### TO DO
- 1) Name every person mentioned by name in the article about the ruling on graphic cigarette warnings, along with the title the article gives each one.
- 2) In the article about the ruling on graphic cigarette warnings, quote everything from "A federal judge" down to "Hansen said in a statement.".

A federal judge ruled in favor of tobacco companies on Wednesday, saying the Food and Drug Administration had no right to require new, graphic pictures on cigarette packages.
Medical groups immediately protested against U.S. District Judge Richard Leon’s ruling, and Sen. Tom Harkin, D-Iowa, said Congress wouldn't give up. "Today’s decision in favor of tobacco companies and their profit margins is a disappointment, but we will not be deterred in our efforts to make Americans – particularly our young people – aware of the dangers of this product,” Harkin said in a statement.
Christopher Hansen, president of the American Cancer Society Cancer Action Network, called the ruling "a victory for Big Tobacco."
"Larger, graphic warning labels have the potential to encourage adults to quit smoking cigarettes and deter children from starting in the first place," Hansen said in a statement.

### INFORMATION GIVEN
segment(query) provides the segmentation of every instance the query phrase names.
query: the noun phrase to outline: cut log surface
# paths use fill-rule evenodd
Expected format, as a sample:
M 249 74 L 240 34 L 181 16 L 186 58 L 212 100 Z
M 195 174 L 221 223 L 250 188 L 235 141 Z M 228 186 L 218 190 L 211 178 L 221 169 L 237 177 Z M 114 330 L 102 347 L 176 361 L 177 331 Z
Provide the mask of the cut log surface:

### SOLUTIONS BELOW
- 1)
- Richard Leon, U.S. District Judge
- Tom Harkin, Sen., D-Iowa
- Christopher Hansen, president of the American Cancer Society Cancer Action Network

- 2)
A federal judge ruled in favor of tobacco companies on Wednesday, saying the Food and Drug Administration had no right to require new, graphic pictures on cigarette packages.
Medical groups immediately protested against U.S. District Judge Richard Leon’s ruling, and Sen. Tom Harkin, D-Iowa, said Congress wouldn't give up. "Today’s decision in favor of tobacco companies and their profit margins is a disappointment, but we will not be deterred in our efforts to make Americans – particularly our young people – aware of the dangers of this product,” Harkin said in a statement.
Christopher Hansen, president of the American Cancer Society Cancer Action Network, called the ruling "a victory for Big Tobacco."
"Larger, graphic warning labels have the potential to encourage adults to quit smoking cigarettes and deter children from starting in the first place," Hansen said in a statement.